▶ _Provided data_
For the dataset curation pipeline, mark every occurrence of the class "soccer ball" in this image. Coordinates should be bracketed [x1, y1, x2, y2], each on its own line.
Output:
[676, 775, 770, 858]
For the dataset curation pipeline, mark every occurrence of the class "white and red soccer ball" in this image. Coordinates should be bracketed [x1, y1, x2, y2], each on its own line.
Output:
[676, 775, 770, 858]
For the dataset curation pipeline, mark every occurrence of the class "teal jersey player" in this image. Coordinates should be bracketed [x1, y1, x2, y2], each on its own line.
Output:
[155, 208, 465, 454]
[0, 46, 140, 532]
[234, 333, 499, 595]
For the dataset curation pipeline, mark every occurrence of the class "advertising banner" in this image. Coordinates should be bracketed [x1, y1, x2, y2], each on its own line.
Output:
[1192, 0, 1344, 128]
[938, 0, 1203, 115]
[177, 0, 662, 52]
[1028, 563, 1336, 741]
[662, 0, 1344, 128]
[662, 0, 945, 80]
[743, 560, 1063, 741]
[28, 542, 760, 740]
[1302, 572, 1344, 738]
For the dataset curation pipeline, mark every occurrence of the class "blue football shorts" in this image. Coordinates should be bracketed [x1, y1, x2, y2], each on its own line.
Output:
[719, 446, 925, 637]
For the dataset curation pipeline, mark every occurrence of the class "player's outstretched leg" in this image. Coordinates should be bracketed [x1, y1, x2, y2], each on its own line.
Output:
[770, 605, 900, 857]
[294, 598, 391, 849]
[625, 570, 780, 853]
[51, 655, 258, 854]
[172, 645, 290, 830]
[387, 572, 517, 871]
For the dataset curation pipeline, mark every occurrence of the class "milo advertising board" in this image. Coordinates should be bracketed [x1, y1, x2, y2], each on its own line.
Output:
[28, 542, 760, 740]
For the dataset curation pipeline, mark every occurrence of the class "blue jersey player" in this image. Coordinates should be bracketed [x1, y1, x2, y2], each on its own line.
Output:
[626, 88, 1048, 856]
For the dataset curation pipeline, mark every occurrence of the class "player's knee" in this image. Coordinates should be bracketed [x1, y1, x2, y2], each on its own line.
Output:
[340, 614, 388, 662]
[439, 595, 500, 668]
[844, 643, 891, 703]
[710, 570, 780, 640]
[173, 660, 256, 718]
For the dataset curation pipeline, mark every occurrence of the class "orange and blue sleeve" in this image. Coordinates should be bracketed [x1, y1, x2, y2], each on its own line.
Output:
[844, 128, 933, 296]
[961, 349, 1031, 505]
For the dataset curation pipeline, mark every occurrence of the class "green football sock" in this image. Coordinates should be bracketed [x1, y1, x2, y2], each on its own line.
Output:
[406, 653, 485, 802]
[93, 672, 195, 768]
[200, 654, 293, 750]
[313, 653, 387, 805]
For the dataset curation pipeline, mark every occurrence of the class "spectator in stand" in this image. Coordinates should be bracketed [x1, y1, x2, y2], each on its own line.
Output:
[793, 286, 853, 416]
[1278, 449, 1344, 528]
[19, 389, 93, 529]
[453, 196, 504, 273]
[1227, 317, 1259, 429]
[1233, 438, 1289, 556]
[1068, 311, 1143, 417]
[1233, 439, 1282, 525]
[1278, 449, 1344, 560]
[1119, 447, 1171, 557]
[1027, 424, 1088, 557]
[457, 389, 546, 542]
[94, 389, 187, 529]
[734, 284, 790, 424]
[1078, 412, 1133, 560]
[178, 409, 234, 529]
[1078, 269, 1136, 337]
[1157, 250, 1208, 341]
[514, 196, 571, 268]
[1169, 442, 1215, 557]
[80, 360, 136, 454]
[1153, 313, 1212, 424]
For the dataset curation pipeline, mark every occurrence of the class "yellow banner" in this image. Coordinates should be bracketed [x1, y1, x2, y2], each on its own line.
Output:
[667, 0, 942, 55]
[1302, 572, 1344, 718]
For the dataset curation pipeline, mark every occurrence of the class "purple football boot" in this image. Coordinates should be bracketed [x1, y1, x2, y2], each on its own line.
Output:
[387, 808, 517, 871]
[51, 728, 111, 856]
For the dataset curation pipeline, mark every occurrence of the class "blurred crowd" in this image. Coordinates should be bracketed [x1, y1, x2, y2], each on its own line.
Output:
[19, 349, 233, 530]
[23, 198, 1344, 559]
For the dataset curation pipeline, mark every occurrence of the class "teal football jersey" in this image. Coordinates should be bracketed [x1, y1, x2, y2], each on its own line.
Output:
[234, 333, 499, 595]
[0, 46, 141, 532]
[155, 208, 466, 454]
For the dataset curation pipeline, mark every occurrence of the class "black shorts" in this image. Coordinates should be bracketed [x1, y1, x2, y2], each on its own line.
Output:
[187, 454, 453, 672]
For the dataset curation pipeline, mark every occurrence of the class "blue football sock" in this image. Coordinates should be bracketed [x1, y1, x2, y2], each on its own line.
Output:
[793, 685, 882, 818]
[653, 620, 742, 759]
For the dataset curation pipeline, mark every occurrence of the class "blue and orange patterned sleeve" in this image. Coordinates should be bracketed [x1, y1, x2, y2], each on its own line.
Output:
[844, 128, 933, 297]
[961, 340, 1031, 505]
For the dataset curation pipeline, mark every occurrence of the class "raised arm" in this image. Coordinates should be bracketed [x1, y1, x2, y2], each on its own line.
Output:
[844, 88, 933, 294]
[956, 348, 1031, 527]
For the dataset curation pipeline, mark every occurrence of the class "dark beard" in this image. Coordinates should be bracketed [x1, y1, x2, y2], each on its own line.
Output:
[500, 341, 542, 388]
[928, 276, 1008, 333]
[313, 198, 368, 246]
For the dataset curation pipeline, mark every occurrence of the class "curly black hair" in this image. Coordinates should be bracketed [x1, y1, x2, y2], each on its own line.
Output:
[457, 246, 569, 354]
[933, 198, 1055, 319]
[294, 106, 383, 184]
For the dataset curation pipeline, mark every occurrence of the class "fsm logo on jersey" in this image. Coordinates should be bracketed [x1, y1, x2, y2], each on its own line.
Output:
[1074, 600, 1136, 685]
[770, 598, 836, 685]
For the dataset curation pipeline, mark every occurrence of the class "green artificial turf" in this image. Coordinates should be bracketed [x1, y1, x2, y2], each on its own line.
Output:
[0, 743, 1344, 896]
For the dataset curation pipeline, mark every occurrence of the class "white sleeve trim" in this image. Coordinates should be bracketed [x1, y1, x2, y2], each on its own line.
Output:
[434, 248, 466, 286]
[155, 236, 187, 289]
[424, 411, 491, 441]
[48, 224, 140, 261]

▶ _Set task_
Find every line in the records that contains the word "trim", and copy each of those lines in full.

▶ _Correct response_
For the dataset curation pipeline, mark every occurrence of the class "white sleeve trim" in this image. Coordinates should be bracketed [x1, y1, x2, y2], each on its own line.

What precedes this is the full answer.